Exercise objective: Would you reproduce the whole listing exactly, dropping any pictures it holds?

··· Material shown

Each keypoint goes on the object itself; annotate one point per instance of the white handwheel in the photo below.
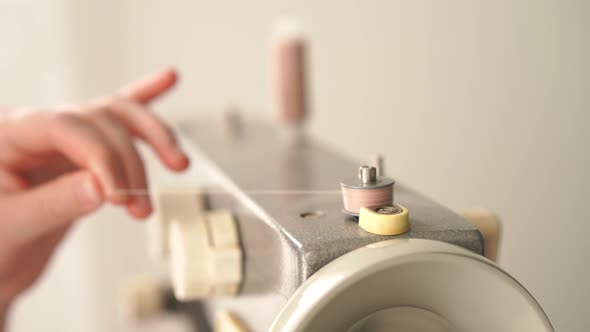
(411, 285)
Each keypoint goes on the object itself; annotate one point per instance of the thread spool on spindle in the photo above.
(368, 190)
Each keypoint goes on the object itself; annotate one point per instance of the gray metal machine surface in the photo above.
(285, 196)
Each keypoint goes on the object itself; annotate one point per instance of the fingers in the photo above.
(147, 89)
(10, 182)
(52, 205)
(79, 141)
(138, 203)
(148, 127)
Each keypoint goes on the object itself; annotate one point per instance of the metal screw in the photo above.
(378, 163)
(367, 174)
(388, 209)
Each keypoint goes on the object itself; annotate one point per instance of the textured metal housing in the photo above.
(285, 197)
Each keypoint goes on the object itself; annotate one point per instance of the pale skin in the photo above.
(62, 163)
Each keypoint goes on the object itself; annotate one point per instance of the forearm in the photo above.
(3, 314)
(4, 309)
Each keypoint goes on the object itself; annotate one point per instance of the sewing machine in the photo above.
(266, 244)
(293, 261)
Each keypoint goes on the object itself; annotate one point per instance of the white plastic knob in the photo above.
(171, 204)
(206, 259)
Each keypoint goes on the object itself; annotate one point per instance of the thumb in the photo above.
(51, 205)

······

Written solution:
Each keypoint goes on the object itself; annotate one point per instance of the white handwheel in the photo below.
(411, 285)
Each keypoint goes on the object itself; annotate one point per instance of the thread spool on spindle in the photo above.
(368, 190)
Each keypoint goes on the object itself; annotate one point per instance of the gray metal machine surface in the photo above.
(285, 196)
Each keypoint goes on the object itself; annotate one point per instance of the fingers in the photo above.
(147, 89)
(10, 182)
(52, 205)
(79, 141)
(138, 203)
(148, 127)
Each keypoint goes on the object itself; annotate one point per instance of the metal screw in the photo above.
(378, 163)
(367, 174)
(388, 209)
Each keypoint goes on the object itself; annotate one point per instance of the textured metal housing in the photo above.
(285, 197)
Each keypoint goes on the object itself; annotate one point per instance of the pale skin in the photo above.
(62, 163)
Each keypoint goes on the object itself; annotate one point per instance of the forearm in the photo above.
(3, 314)
(4, 309)
Each keypoint goes on the object itself; annotate one point per instance of the sewing machine in the photo above.
(266, 244)
(293, 261)
Each keypoint goes on the object itself; annotate one point per instance of the white plastic knob in the photo above.
(171, 204)
(206, 259)
Each keypoint goes on the object itself; annotate one point per instance of the thumb in the photo above.
(51, 205)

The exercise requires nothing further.